Exercise objective: Once the line with "beer glass in the photo above." is found in the data, output it and each following line exactly, up to and including the line with "shot glass in the photo above.", and nothing before or after.

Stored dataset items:
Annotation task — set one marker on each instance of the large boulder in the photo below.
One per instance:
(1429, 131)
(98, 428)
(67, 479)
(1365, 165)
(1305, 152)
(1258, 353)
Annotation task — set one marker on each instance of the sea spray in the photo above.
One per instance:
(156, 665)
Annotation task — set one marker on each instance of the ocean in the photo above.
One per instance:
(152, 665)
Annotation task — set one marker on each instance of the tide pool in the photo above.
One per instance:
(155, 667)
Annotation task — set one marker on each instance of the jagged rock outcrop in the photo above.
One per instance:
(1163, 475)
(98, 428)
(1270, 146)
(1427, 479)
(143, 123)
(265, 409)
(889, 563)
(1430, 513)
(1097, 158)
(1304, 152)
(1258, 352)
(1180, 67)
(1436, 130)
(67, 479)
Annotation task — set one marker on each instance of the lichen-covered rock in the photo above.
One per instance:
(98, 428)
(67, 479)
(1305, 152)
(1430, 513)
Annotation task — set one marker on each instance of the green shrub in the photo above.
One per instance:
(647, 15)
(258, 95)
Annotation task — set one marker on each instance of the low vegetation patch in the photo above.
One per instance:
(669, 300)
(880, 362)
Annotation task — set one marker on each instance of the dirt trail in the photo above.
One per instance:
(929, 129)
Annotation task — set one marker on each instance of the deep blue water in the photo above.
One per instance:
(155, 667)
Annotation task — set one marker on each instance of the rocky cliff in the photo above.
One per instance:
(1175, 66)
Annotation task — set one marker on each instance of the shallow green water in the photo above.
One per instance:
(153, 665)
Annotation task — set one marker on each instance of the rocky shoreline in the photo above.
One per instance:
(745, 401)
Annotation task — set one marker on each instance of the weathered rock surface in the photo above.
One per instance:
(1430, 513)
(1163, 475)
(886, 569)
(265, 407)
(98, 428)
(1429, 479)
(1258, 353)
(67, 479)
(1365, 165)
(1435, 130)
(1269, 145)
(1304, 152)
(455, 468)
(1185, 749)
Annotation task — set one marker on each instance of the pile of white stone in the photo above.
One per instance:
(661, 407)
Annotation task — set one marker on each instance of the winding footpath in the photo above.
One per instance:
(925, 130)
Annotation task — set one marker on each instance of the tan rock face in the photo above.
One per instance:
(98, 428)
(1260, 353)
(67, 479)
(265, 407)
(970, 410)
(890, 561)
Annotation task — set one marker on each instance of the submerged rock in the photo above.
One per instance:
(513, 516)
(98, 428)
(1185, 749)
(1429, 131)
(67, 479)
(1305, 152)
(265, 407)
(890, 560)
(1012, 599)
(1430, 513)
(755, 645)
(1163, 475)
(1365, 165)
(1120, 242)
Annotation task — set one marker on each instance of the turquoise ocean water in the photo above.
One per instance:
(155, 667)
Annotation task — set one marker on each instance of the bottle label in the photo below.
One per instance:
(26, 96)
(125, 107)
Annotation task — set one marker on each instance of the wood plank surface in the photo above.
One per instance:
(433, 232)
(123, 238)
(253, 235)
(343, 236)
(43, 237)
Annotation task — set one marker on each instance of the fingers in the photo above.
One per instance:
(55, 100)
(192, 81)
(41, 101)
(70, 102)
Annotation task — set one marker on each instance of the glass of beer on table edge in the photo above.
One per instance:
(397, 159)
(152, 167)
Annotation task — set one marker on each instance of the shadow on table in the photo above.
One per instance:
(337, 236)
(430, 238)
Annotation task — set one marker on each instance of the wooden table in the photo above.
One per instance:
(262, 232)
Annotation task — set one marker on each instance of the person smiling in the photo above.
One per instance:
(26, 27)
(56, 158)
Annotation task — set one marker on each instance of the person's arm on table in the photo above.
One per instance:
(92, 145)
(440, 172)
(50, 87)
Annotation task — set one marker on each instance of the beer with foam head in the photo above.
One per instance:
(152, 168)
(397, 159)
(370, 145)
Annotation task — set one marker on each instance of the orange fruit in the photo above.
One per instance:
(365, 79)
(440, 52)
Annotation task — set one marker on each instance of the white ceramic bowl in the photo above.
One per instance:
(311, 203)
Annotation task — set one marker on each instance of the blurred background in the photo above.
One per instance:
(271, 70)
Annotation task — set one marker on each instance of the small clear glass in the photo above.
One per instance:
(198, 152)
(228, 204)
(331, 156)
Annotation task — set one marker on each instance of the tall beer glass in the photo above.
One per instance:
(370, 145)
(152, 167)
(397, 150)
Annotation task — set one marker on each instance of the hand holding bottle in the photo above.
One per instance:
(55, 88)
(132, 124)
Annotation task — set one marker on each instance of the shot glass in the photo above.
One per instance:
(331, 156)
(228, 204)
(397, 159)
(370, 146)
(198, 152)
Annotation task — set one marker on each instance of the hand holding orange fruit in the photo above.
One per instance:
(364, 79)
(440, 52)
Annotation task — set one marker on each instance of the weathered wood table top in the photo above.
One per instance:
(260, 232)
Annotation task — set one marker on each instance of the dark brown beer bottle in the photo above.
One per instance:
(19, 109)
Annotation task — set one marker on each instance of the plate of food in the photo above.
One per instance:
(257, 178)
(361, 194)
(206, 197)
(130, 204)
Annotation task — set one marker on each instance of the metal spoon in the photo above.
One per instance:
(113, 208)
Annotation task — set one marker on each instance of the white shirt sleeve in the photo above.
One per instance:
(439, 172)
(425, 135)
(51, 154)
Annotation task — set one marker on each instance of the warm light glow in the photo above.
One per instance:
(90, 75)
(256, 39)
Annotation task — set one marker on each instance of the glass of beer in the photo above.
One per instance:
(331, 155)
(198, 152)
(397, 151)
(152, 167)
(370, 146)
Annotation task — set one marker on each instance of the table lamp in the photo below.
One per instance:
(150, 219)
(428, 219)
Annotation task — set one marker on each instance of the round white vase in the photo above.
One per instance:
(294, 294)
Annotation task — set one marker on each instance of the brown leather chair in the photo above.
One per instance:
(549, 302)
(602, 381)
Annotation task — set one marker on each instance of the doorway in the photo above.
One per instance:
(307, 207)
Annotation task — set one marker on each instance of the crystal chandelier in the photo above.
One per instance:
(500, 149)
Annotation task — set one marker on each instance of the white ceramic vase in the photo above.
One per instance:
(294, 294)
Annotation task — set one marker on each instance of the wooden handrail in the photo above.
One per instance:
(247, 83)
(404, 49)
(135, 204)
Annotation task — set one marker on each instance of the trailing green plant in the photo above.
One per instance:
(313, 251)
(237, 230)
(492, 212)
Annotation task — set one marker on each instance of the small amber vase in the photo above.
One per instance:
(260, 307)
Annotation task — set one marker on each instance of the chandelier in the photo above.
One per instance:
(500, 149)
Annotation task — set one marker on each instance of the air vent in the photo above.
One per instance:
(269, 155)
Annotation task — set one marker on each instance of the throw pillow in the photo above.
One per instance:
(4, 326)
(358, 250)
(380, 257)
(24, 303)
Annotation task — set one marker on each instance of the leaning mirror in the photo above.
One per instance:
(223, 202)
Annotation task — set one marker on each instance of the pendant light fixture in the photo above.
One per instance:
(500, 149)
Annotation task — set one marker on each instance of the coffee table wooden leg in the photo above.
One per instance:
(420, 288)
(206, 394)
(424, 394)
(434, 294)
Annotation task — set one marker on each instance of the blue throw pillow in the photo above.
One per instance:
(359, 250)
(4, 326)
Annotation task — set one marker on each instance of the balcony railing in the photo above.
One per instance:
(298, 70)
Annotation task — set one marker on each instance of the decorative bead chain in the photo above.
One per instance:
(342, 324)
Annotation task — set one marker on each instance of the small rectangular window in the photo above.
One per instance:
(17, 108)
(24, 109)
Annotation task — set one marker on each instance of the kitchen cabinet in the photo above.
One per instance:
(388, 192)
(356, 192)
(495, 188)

Solution to this task:
Annotation task — set one marker on each instance of the tall beer glass in the photo above.
One per instance:
(370, 145)
(152, 167)
(397, 150)
Annotation task — set one marker on each instance of the hand holding bottle in the photo above.
One per instance:
(55, 88)
(132, 124)
Annotation task — set one marker on each instance of the shot glass in the photo above.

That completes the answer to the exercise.